▸ TEXT SHOWN:
"""
NEWS

rfriend 3.1.0 (2026-05-30)

New Features

f_boxplot now accepts numeric vectors in addition to data.frames and formulas. A single vector like f_boxplot(my_vec) produces one box labelled with the vector name on the y-axis; multiple unnamed vectors like f_boxplot(hp, cyl) produce side-by-side boxes, matching base R's boxplot() convention. A new color argument controls the palette: the default "rainbow" preserves existing behaviour, "bw" gives publication-style white boxes with black lines, outliers and mean marker, a single colour name like "steelblue" applies one hue to all boxes (with a light-tinted fill and darkened outline derived in HSV space), and a vector of colours is recycled for custom per-group palettes. A new boxwidth argument exposes the relative width of each box (passed as boxwex to boxplot()) for finer control over plot appearance.

f_scan now accepts loose numeric vectors in the same spirit as f_boxplot. A single vector like f_scan(disp1) produces a one-group diagnostic dashboard with the vector name carried through as the column label. A formula built from bare vectors works identically to the data.frame form, so f_scan(disp1 + hp1 ~ cyl1) assembles the data.frame internally from the variable names in the formula. A positional shorthand is also supported: f_scan(disp1, cyl1) is equivalent to f_scan(disp1 ~ cyl1), treating the first vector as the response and any additional vectors as grouping variables, with length checks against the response and clear errors on mismatch.
"""
▸ DATA SHOWN:
"""
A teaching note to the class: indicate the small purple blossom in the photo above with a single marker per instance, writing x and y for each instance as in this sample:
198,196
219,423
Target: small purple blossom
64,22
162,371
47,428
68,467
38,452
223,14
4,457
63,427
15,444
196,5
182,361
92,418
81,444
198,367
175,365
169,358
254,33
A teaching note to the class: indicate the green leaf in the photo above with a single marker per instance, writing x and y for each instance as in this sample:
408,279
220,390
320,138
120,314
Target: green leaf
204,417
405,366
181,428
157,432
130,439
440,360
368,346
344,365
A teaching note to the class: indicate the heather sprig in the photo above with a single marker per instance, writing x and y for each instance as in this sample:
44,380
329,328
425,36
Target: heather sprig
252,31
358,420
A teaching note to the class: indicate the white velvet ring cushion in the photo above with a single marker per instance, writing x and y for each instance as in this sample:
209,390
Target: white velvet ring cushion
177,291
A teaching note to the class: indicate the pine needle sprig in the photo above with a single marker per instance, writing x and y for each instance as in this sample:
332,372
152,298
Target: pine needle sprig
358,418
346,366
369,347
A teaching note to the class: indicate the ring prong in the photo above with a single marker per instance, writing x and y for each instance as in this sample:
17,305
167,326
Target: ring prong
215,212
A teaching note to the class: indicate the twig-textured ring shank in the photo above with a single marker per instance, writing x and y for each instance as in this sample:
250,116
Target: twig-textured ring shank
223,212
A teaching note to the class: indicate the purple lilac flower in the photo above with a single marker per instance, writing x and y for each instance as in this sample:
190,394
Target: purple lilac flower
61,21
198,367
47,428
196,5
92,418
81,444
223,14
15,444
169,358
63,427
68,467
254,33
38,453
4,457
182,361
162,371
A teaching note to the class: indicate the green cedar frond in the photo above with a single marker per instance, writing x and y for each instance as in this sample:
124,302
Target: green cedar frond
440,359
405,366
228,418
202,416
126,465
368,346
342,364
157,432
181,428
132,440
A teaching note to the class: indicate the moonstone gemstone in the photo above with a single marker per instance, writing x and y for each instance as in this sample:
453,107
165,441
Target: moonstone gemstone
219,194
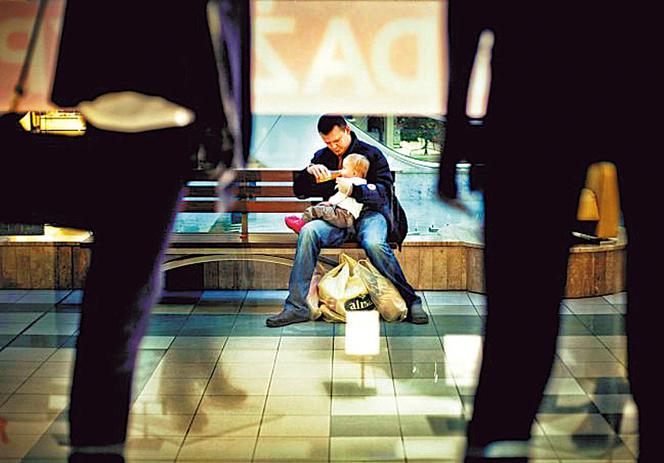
"""
▸ THE TASK: Copy the rfriend 3.1.0 release notes word for word, starting with "rfriend 3.1.0 (2026-05-30)" and going on through "over plot appearance.". None of the material is used here.

▸ RESULT OF THIS TASK:
rfriend 3.1.0 (2026-05-30)

New Features

f_boxplot now accepts numeric vectors in addition to data.frames and formulas. A single vector like f_boxplot(my_vec) produces one box labelled with the vector name on the y-axis; multiple unnamed vectors like f_boxplot(hp, cyl) produce side-by-side boxes, matching base R's boxplot() convention. A new color argument controls the palette: the default "rainbow" preserves existing behaviour, "bw" gives publication-style white boxes with black lines, outliers and mean marker, a single colour name like "steelblue" applies one hue to all boxes (with a light-tinted fill and darkened outline derived in HSV space), and a vector of colours is recycled for custom per-group palettes. A new boxwidth argument exposes the relative width of each box (passed as boxwex to boxplot()) for finer control over plot appearance.